Start of SUPPLIED RECORDS

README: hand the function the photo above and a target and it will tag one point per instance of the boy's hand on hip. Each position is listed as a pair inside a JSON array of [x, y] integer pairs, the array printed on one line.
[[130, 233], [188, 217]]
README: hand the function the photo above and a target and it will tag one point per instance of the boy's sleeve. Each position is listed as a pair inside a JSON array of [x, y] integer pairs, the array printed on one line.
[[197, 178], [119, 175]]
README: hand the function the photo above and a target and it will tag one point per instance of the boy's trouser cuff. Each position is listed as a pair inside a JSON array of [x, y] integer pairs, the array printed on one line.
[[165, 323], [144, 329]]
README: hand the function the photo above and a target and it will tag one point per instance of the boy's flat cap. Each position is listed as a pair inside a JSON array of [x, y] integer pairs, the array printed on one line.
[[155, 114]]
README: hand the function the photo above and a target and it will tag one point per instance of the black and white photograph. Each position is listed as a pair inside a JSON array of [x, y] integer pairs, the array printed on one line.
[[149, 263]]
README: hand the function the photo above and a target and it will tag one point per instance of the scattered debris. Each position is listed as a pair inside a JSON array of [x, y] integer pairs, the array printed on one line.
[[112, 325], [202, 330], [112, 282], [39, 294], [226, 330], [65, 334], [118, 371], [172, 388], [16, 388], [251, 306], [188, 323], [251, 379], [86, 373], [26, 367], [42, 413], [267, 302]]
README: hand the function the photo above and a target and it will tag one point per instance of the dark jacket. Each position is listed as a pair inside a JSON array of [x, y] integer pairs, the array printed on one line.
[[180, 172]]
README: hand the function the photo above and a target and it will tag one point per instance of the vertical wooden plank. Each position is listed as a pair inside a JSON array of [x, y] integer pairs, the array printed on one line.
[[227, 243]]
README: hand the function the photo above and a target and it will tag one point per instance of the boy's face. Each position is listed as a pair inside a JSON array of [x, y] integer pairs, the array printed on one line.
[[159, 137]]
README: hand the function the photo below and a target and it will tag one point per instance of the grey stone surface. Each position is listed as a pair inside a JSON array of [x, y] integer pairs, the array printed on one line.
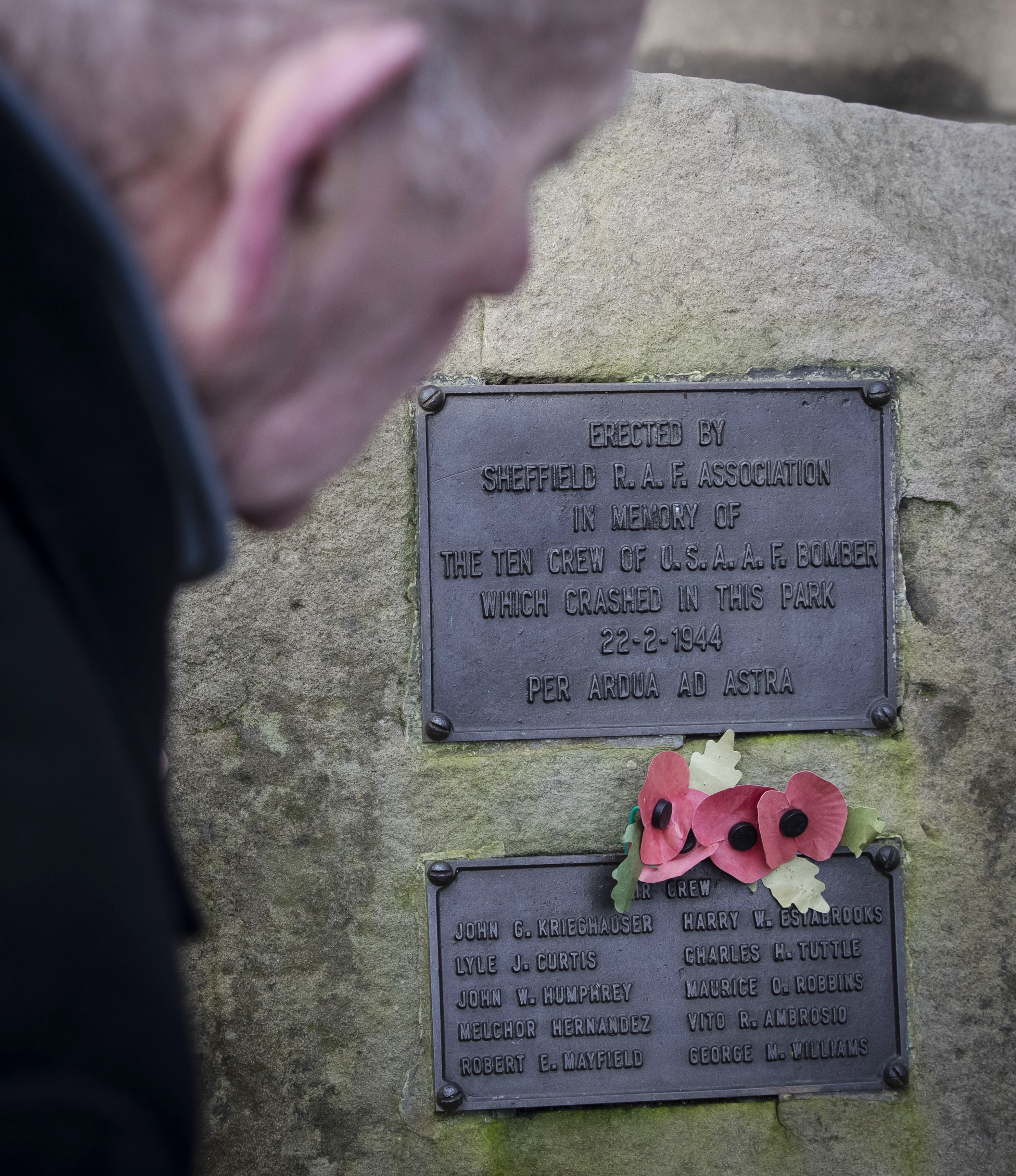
[[710, 229]]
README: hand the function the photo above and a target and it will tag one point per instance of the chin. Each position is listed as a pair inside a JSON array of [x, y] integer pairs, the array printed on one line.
[[272, 516]]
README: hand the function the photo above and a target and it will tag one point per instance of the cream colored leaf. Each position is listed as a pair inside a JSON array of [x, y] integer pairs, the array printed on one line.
[[715, 768], [797, 884]]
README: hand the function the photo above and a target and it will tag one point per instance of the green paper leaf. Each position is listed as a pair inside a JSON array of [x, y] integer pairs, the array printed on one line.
[[797, 884], [627, 873], [715, 768], [861, 830]]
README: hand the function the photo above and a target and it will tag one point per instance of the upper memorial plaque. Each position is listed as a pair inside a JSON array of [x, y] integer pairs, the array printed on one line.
[[656, 559]]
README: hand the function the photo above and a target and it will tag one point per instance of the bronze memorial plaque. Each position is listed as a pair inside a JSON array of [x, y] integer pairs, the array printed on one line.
[[656, 559], [543, 995]]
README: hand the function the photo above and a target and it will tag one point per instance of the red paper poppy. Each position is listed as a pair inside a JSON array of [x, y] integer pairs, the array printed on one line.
[[666, 808], [693, 852], [808, 819], [729, 819]]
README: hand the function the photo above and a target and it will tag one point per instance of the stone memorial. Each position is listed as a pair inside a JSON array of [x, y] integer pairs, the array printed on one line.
[[712, 237]]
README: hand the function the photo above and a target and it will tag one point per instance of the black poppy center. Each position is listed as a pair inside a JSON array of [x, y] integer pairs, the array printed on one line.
[[793, 824], [742, 835]]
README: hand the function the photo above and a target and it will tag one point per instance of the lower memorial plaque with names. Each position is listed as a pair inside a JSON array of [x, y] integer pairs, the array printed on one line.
[[543, 995]]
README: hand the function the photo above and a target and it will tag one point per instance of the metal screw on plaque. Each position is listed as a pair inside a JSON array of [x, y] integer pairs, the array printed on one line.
[[449, 1097], [884, 717], [431, 398], [438, 727], [878, 394], [887, 858], [440, 873]]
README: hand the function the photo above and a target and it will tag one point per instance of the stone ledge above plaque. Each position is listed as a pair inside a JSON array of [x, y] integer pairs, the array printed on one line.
[[543, 995], [656, 559]]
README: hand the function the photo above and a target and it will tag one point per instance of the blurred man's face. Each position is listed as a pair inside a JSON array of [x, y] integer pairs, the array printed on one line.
[[384, 257]]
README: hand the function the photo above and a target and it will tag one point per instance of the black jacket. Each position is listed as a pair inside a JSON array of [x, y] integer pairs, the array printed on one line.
[[109, 500]]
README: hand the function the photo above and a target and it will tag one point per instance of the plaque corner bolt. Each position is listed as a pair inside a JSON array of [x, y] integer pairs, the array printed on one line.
[[449, 1097], [439, 727], [431, 398], [887, 858], [440, 873], [878, 394], [884, 717]]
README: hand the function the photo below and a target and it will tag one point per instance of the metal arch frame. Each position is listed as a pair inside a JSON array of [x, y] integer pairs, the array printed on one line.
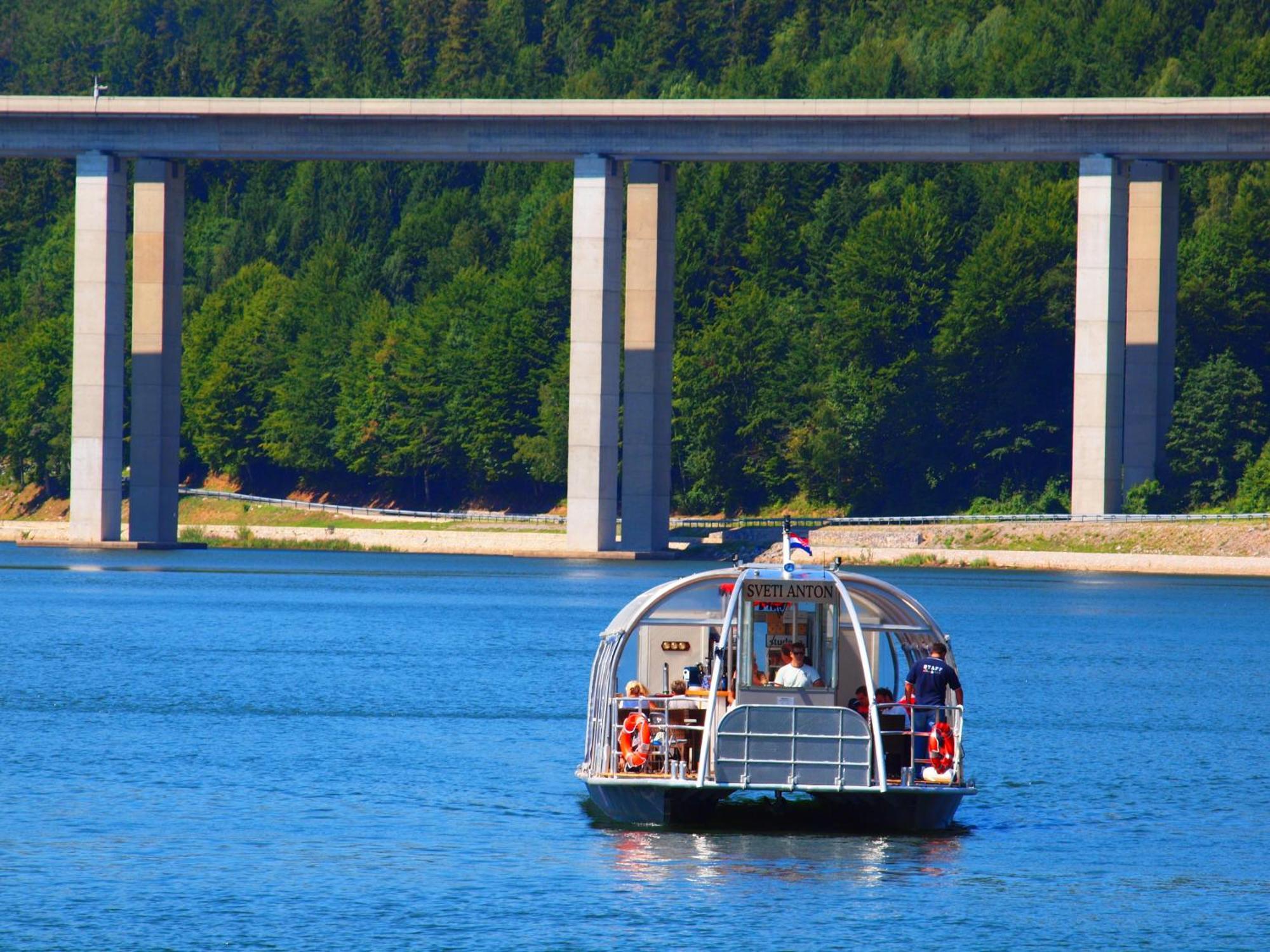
[[604, 671]]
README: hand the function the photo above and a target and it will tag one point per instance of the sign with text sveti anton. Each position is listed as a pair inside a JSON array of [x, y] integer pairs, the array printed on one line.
[[789, 591]]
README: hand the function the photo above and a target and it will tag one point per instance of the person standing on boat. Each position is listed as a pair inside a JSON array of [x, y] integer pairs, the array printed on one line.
[[798, 673], [926, 686]]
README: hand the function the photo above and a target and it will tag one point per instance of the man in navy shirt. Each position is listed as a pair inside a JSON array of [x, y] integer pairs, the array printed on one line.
[[929, 681]]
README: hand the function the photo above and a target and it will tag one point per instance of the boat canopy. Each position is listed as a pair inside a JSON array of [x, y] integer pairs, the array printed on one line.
[[697, 600]]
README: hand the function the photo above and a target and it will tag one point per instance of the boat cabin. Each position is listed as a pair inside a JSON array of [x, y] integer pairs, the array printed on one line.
[[693, 685]]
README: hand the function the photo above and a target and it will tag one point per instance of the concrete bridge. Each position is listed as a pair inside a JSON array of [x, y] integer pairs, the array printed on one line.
[[1126, 266]]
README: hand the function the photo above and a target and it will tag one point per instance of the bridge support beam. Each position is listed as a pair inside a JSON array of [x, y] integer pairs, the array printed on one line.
[[1098, 398], [158, 242], [650, 351], [1151, 319], [595, 337], [97, 375]]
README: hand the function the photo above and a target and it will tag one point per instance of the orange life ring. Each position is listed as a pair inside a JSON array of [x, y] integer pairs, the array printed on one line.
[[943, 747], [636, 753]]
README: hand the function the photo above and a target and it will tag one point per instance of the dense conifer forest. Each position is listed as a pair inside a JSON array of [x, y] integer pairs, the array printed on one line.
[[852, 338]]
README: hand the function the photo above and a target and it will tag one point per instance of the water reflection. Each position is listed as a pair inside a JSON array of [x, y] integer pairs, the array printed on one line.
[[647, 859]]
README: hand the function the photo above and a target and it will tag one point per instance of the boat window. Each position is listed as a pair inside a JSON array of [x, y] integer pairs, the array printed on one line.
[[703, 601], [768, 626]]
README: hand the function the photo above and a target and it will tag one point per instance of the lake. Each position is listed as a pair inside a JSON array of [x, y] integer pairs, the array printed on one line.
[[354, 751]]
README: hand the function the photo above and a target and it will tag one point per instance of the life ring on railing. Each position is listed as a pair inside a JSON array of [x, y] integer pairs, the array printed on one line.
[[943, 747], [636, 752]]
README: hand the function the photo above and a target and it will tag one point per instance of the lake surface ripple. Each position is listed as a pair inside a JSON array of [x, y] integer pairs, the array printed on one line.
[[352, 751]]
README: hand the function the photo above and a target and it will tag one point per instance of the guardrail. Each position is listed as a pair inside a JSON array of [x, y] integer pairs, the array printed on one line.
[[707, 522], [374, 512], [816, 524]]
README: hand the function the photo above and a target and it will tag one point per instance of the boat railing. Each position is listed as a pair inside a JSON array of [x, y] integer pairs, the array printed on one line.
[[672, 752], [919, 741]]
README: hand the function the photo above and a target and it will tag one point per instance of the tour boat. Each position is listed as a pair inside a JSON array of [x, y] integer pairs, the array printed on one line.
[[735, 732]]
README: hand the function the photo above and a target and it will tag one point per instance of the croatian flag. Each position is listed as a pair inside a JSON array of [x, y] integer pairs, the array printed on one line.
[[801, 543]]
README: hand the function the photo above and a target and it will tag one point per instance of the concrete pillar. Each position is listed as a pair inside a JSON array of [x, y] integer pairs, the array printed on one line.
[[158, 243], [97, 375], [1098, 400], [650, 332], [594, 354], [1151, 319]]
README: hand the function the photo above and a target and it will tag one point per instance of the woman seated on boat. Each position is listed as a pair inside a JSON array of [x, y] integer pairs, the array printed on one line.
[[887, 705], [798, 673], [680, 696], [634, 690], [860, 703]]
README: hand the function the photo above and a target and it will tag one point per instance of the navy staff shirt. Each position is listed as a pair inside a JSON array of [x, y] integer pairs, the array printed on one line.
[[932, 677]]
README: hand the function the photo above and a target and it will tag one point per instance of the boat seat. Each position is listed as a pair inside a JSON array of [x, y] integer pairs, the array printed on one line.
[[895, 747], [685, 743]]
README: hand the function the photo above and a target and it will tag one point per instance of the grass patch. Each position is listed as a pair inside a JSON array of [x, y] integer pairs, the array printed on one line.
[[244, 539], [919, 559]]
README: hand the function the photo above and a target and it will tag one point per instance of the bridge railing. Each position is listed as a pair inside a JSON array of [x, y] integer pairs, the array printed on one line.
[[377, 512], [714, 524]]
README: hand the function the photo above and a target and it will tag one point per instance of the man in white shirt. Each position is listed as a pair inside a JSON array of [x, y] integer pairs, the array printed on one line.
[[797, 673]]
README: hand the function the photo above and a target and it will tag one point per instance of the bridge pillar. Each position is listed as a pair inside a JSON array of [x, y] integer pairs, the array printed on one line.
[[650, 348], [97, 375], [1151, 319], [595, 336], [1098, 397], [158, 270]]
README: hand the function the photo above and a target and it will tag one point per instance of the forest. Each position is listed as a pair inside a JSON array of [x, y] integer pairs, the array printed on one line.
[[854, 340]]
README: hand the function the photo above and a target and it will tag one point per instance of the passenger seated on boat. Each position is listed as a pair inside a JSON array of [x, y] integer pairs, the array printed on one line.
[[798, 673], [893, 722], [683, 711], [860, 703], [634, 690], [679, 696]]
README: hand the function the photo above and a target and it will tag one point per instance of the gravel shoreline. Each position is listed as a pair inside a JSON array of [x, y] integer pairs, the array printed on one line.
[[1173, 549]]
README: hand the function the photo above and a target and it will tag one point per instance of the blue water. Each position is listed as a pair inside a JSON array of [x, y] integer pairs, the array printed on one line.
[[336, 751]]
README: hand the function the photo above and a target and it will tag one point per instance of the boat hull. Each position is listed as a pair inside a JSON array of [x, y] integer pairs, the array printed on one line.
[[655, 803], [919, 809]]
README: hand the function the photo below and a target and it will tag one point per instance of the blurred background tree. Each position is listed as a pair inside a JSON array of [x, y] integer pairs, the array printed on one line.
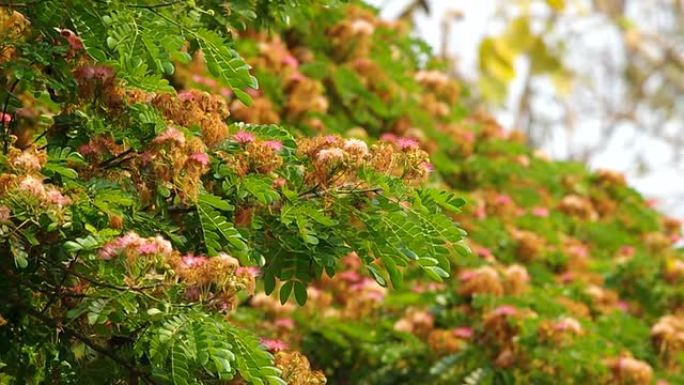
[[599, 81]]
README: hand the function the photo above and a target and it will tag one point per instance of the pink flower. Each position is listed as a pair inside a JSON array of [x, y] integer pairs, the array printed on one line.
[[273, 345], [248, 270], [541, 212], [186, 96], [407, 144], [480, 212], [505, 310], [330, 155], [201, 158], [243, 137], [56, 198], [279, 182], [297, 76], [567, 277], [170, 135], [623, 306], [284, 323], [226, 92], [627, 250], [147, 248], [192, 293], [5, 214], [463, 332], [33, 186], [290, 61], [191, 261], [86, 149], [273, 145]]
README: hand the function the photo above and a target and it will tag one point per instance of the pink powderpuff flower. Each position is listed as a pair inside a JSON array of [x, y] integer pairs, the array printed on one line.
[[480, 212], [627, 251], [622, 306], [163, 246], [201, 158], [192, 293], [407, 144], [296, 77], [147, 248], [86, 149], [505, 310], [567, 277], [541, 212], [56, 198], [186, 96], [291, 61], [388, 137], [427, 166], [248, 270], [5, 118], [191, 261], [284, 323], [33, 186], [274, 145], [226, 92], [243, 137], [463, 332], [273, 345], [170, 135], [5, 214], [330, 155], [356, 146]]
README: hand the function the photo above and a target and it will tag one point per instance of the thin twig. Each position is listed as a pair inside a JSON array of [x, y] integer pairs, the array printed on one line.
[[57, 324]]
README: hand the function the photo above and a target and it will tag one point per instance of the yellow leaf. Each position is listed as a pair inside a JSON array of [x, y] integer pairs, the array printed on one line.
[[557, 5]]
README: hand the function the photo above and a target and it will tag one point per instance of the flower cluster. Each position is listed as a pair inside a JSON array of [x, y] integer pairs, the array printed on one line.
[[255, 156], [13, 26], [194, 107], [176, 162], [214, 281], [336, 161], [668, 337], [25, 180]]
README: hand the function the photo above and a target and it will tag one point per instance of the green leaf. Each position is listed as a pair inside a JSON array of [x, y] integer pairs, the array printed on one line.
[[300, 293], [285, 291]]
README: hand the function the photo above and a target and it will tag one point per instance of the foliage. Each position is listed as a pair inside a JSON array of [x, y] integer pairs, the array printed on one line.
[[156, 221]]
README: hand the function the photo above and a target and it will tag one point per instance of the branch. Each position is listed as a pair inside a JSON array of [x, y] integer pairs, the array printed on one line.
[[57, 324]]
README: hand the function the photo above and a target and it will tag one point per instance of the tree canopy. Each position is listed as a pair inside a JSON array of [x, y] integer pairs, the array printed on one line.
[[293, 192]]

End of SUPPLIED RECORDS

▶ AIM OF THE TASK: Return, exactly as written, only those lines that run from the one with "of the tree" to the last line of the data, both of those lines included.

▶ RESPONSE AREA:
README: hand the function the photo above and a target and it will tag one point per instance of the tree canopy. Each position is listed as a pair inside a JSON array of [x, y] integer pairs, the array printed on one line.
[[293, 192]]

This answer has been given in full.